■ **Instructions to follow**: Would you restate the listing word for word, with the images omitted?
START Supplied data
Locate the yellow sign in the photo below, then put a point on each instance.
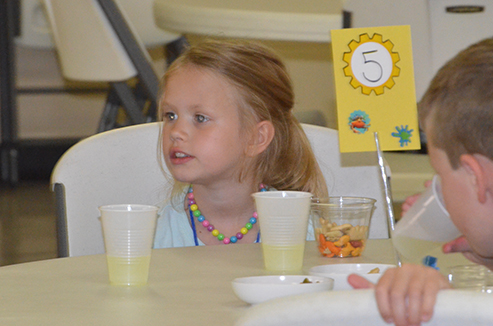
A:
(375, 91)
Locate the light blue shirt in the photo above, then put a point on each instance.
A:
(173, 228)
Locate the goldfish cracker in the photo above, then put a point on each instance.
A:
(356, 252)
(342, 241)
(332, 247)
(346, 251)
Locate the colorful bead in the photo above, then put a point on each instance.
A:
(194, 208)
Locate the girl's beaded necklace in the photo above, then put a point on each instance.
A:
(195, 212)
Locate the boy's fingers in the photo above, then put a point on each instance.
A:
(382, 294)
(429, 298)
(415, 300)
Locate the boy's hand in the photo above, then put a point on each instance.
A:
(461, 245)
(405, 295)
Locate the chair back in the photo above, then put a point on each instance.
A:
(122, 166)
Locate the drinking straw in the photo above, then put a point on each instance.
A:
(388, 195)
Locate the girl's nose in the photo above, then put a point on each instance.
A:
(177, 132)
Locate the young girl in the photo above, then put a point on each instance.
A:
(228, 131)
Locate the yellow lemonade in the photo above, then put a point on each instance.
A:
(128, 271)
(412, 249)
(283, 258)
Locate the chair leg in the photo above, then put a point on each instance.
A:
(110, 111)
(149, 107)
(175, 48)
(129, 103)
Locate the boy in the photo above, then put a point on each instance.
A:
(457, 116)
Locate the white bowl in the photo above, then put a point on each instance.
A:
(256, 289)
(340, 273)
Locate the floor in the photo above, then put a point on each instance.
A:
(27, 223)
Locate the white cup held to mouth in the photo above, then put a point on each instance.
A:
(425, 226)
(128, 232)
(283, 219)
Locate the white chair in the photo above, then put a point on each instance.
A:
(97, 42)
(122, 166)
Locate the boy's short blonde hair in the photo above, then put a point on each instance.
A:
(458, 104)
(264, 94)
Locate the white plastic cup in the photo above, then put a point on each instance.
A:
(425, 226)
(283, 218)
(128, 235)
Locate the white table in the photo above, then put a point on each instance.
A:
(187, 286)
(308, 20)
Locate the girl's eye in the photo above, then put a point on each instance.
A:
(201, 118)
(170, 116)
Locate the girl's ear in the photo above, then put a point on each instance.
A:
(477, 173)
(261, 138)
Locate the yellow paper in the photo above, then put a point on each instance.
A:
(375, 90)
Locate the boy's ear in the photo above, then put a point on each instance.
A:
(477, 172)
(262, 138)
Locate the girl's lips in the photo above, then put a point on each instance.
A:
(179, 157)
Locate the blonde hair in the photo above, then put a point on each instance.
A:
(264, 94)
(459, 104)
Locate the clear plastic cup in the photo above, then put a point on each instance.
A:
(472, 278)
(128, 234)
(283, 218)
(425, 226)
(341, 225)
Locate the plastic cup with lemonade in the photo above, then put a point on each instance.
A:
(283, 219)
(128, 232)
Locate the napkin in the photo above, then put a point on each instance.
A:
(358, 307)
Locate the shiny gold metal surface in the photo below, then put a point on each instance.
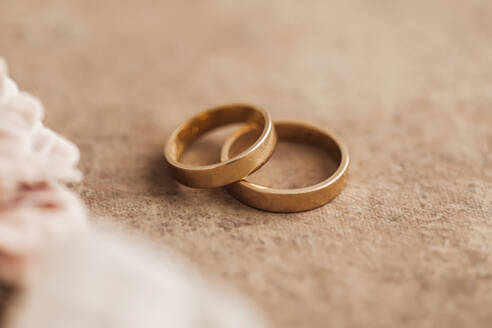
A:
(292, 200)
(231, 169)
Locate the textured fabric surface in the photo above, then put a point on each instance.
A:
(407, 84)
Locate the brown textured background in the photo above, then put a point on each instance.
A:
(407, 84)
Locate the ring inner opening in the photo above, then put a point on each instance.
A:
(302, 158)
(199, 142)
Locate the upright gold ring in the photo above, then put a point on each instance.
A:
(231, 169)
(300, 199)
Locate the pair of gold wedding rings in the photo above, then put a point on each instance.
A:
(233, 170)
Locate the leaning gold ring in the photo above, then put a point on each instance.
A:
(300, 199)
(230, 170)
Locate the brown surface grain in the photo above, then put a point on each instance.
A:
(407, 84)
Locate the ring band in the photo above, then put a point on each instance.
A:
(299, 199)
(230, 170)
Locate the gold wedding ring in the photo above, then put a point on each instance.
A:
(232, 169)
(300, 199)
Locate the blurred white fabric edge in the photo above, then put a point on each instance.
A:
(98, 279)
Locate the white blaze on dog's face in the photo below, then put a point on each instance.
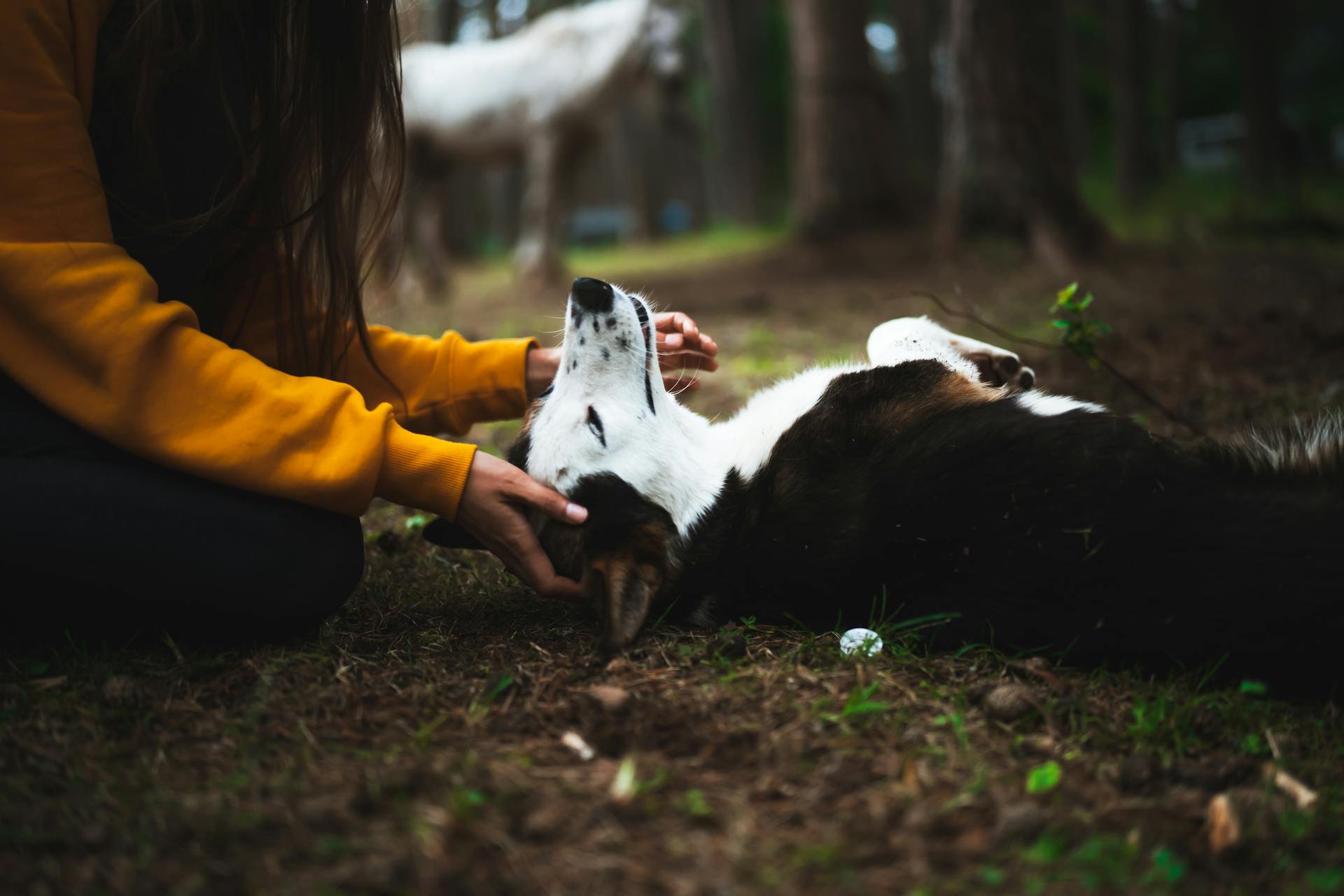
END Supplied data
■ **Written answer**:
Locate the yellow sign in the photo below, then put a point on each instance.
A:
(375, 91)
Locate the light blue shirt in the photo above, then put a point on each instance.
A:
(173, 228)
Locate the goldfish cracker in the photo above, then put a point on each instance.
A:
(356, 252)
(342, 241)
(332, 247)
(346, 251)
Locate the colorful bead in the photo above, then put a point on each instance.
A:
(194, 208)
Locate the girl's beaded necklace in the photo above, then put a point on each instance.
A:
(195, 212)
Locate the boy's fingers in the photo above, then put a point on each instance.
A:
(382, 294)
(429, 298)
(415, 300)
Locate the boy's hand in the photo above, then put a point on each instance.
A:
(461, 245)
(405, 295)
Locate the chair back in the photo above, then put a point on each instance.
A:
(122, 166)
Locate the drinking straw in the photo above, then put a point on each instance.
A:
(388, 195)
Locate the girl's nose in the photo above, then put a point on each instance.
A:
(177, 132)
Locate the young girl in the photo above, then put a point on each instance.
A:
(228, 131)
Locate the yellow lemonade in the photo above, then put a point on each instance.
A:
(128, 271)
(412, 249)
(283, 258)
Locate the chair leg in the photo above, then put a point on each instance.
A:
(110, 111)
(149, 107)
(175, 48)
(129, 103)
Locate the boy in the photo above, then put a point on each instance.
A:
(457, 116)
Locate the white bowl in the photo above, then put a point on each instance.
A:
(256, 289)
(340, 273)
Locate the floor in the photo above, then put a point on each instance.
A:
(27, 223)
Locate the white cup held to mouth in the photo above, then put a point on each instance.
A:
(425, 226)
(128, 232)
(283, 219)
Locate the white chair in the photo above, then put a point on each instance.
A:
(97, 42)
(122, 166)
Locate the boy's short blonde hair in the photo above, then put a point on each instance.
A:
(458, 104)
(264, 94)
Locate the white plastic cup in the photo above, then put a point on each instance.
A:
(425, 226)
(283, 218)
(128, 235)
Locate the white table in the photo above, then put a point on each instance.
A:
(187, 286)
(308, 20)
Locate the girl's eye in the photo above, then put a point on each instance.
A:
(201, 118)
(170, 116)
Locate the girl's ear in the photo above, then put a point on each instance.
A:
(477, 173)
(261, 138)
Locate the yellow paper in the photo above, then put a point on each instance.
A:
(375, 90)
Locate the boy's ear in the photo above, then put a point on each instance.
A:
(477, 172)
(262, 138)
Locate the girl's lips in the photo above, then put a point on each instance.
A:
(179, 157)
Locate the blonde hair in the photo above, then put a point on each instance.
A:
(264, 94)
(459, 104)
Locate the clear plastic cup in the photo above, then put a point on each instance.
A:
(472, 278)
(128, 234)
(283, 218)
(425, 226)
(341, 225)
Locate the plastic cup with lemonade in the photo above, then put a point on each instance.
A:
(283, 219)
(128, 232)
Locate the napkin in the photo above, then put a point on each instance.
A:
(358, 307)
Locate the shiny gold metal surface in the photo below, then put a point on each instance.
A:
(292, 200)
(231, 169)
Locate the textured fabric surface in the photo above, then put a point on each instance.
A:
(407, 84)
Locate the brown textured background in the photo above, then put a point on each instance.
A:
(407, 84)
Locate the ring inner opening in the photo above, then put a point on each instance.
A:
(302, 158)
(199, 142)
Locate the upright gold ring in the photo above, then put a point on each instance.
A:
(231, 169)
(300, 199)
Locate the pair of gold wedding rings in the photo above, then put a point on each instance.
A:
(233, 170)
Locate the leaning gold ring in the photo above, then put a point on each instance.
A:
(300, 199)
(230, 170)
Locate the brown surface grain in the photo above, then put a point on each instance.
A:
(407, 84)
Locate the ring band in the photo above, then put a point on each instance.
A:
(299, 199)
(230, 170)
Locate the gold wedding ring in the photo above, then put a point on each instance.
A:
(232, 169)
(300, 199)
Locate the blurred white fabric edge in the photo above, then put a point on each instance.
A:
(98, 279)
Locate the white blaze on dog's face in the photo below, then put a point on each instance.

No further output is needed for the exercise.